### [SUPPLIED DATA]
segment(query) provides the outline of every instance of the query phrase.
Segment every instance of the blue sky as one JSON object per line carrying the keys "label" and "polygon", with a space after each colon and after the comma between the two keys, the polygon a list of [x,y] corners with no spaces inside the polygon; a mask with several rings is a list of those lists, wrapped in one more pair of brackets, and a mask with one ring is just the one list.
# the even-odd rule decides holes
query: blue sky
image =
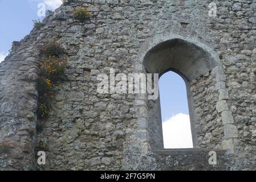
{"label": "blue sky", "polygon": [[171,71],[164,74],[159,90],[162,121],[179,113],[189,114],[186,85],[180,75]]}
{"label": "blue sky", "polygon": [[[13,41],[19,41],[30,33],[32,20],[43,19],[38,16],[38,5],[42,2],[47,9],[52,10],[62,3],[61,0],[0,0],[0,62],[8,54]],[[163,129],[165,147],[191,147],[185,82],[176,73],[169,72],[161,77],[159,84],[162,120],[166,126]]]}

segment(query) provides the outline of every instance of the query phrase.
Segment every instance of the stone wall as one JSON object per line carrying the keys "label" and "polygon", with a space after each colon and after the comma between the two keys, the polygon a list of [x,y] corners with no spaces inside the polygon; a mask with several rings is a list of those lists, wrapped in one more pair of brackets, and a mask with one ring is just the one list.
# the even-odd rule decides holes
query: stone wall
{"label": "stone wall", "polygon": [[[211,1],[79,1],[57,9],[0,64],[0,142],[11,144],[0,154],[0,169],[255,169],[256,2],[217,1],[214,18]],[[84,23],[72,17],[77,6],[92,13]],[[228,150],[215,168],[206,166],[205,152],[153,153],[147,96],[96,92],[98,74],[109,68],[145,72],[147,52],[174,39],[220,63],[191,81],[198,146]],[[68,67],[44,131],[30,136],[36,123],[38,47],[52,40],[64,49]],[[47,154],[40,167],[34,152],[39,140]]]}

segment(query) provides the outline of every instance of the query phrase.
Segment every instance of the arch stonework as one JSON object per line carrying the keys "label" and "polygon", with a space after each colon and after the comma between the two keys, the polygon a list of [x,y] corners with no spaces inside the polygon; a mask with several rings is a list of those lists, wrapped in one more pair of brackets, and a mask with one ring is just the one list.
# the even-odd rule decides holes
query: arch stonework
{"label": "arch stonework", "polygon": [[[0,170],[255,169],[254,24],[241,24],[237,10],[230,10],[235,4],[253,13],[255,3],[217,1],[213,18],[208,13],[211,2],[84,0],[58,9],[0,64],[0,142],[10,143],[10,151],[0,154]],[[72,16],[78,6],[92,14],[84,23]],[[56,85],[43,131],[31,136],[37,122],[39,49],[51,41],[66,53],[65,78]],[[164,52],[170,47],[172,53]],[[170,64],[145,64],[156,60],[154,51]],[[146,94],[98,93],[97,76],[109,68],[182,74],[193,98],[197,148],[163,149],[159,101]],[[36,162],[39,140],[47,146],[45,166]],[[218,155],[214,166],[208,163],[212,150]]]}

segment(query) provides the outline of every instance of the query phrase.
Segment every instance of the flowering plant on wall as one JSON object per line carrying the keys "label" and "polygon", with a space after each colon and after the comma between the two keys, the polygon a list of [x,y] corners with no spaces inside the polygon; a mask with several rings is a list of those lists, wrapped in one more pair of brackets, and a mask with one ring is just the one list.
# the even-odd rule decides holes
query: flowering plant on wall
{"label": "flowering plant on wall", "polygon": [[83,7],[76,7],[72,11],[72,13],[75,19],[82,22],[84,22],[92,15],[91,13],[86,8]]}

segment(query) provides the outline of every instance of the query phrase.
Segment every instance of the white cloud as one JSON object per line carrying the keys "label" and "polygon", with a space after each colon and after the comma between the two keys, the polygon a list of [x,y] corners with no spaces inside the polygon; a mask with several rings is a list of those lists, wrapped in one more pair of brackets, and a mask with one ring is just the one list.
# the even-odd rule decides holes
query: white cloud
{"label": "white cloud", "polygon": [[43,2],[52,10],[55,10],[62,4],[62,0],[43,0]]}
{"label": "white cloud", "polygon": [[0,52],[0,63],[5,60],[5,57],[8,55],[8,53],[5,52]]}
{"label": "white cloud", "polygon": [[193,148],[189,115],[178,114],[162,123],[165,148]]}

### [REQUIRED WORK]
List every line of the records that contains the word "flowering". Case counts.

### [FINISHED ANSWER]
Segment every instance of the flowering plant on wall as one JSON object per line carrying the keys "label" and "polygon", with a space after each colon and after the comma between the two keys, the polygon a list of [x,y] corners with no spaces inside the polygon; a mask with several rings is a list of those lists, wrapped in one more pair of brackets, and a mask with one ring is just the one list.
query: flowering plant on wall
{"label": "flowering plant on wall", "polygon": [[83,7],[76,7],[72,11],[72,13],[75,19],[82,22],[84,22],[92,15],[91,13],[86,8]]}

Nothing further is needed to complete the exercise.